* **ACTIVITY**
Check each line of the data for "instance", and copy the ones that have it.

* **TASK MATERIAL**
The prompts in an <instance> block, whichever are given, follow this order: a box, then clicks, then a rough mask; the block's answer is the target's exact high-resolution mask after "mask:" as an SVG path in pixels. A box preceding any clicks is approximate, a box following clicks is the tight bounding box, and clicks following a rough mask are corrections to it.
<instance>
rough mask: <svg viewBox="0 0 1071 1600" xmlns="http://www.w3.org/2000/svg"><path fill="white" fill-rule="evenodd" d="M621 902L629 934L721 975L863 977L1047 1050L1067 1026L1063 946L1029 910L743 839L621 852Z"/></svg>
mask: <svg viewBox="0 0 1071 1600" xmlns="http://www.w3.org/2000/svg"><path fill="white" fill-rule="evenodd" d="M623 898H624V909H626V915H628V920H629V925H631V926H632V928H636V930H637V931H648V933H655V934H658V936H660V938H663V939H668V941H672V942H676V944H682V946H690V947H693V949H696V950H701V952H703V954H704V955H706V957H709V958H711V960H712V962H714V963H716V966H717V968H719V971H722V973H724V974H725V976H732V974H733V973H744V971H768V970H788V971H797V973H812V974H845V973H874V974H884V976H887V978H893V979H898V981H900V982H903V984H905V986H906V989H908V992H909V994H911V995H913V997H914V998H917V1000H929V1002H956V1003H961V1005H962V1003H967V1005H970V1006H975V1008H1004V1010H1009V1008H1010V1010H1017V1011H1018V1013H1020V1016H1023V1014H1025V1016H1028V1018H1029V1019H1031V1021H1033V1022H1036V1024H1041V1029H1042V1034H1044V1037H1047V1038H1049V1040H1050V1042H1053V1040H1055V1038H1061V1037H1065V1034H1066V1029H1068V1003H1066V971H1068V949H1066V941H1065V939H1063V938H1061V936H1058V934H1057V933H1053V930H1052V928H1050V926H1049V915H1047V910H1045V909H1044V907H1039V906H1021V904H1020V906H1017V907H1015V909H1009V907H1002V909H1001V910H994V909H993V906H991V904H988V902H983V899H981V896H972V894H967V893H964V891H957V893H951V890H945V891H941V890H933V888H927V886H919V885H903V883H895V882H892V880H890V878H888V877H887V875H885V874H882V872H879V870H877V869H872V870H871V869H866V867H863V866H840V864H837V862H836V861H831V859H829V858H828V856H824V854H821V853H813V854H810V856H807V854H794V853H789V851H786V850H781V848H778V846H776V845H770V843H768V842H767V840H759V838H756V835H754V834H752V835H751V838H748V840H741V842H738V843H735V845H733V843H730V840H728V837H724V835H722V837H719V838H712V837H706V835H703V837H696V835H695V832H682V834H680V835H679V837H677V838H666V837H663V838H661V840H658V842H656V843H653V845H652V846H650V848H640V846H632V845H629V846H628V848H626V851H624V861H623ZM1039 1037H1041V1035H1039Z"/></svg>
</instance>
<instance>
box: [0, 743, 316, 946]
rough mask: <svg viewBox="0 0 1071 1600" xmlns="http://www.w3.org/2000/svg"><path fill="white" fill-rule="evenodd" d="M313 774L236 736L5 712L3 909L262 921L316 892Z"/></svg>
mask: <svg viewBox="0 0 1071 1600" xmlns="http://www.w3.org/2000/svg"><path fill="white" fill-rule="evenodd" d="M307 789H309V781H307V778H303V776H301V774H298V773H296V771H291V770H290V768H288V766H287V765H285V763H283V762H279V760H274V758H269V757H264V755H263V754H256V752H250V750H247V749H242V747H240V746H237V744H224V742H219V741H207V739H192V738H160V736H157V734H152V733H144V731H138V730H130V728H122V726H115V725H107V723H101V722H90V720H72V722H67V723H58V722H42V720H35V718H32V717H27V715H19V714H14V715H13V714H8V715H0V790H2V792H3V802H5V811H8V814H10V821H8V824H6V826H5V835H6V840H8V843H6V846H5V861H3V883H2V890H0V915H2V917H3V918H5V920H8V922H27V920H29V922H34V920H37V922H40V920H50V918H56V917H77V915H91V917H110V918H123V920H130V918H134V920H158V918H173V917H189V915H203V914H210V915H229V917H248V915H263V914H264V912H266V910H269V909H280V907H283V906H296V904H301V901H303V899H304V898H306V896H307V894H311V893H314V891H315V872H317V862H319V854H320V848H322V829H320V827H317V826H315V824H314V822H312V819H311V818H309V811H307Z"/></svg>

* **ANSWER TO THIS EXERCISE**
The prompts in an <instance> block, whichever are given, follow this order: a box, then clicks, then a rough mask; the block's answer is the target's exact high-resolution mask after "mask:" as an SVG path in pixels. A box preceding any clicks is approximate, a box following clicks is the tight bounding box, and clicks following a rough mask are corrections to it.
<instance>
</instance>
<instance>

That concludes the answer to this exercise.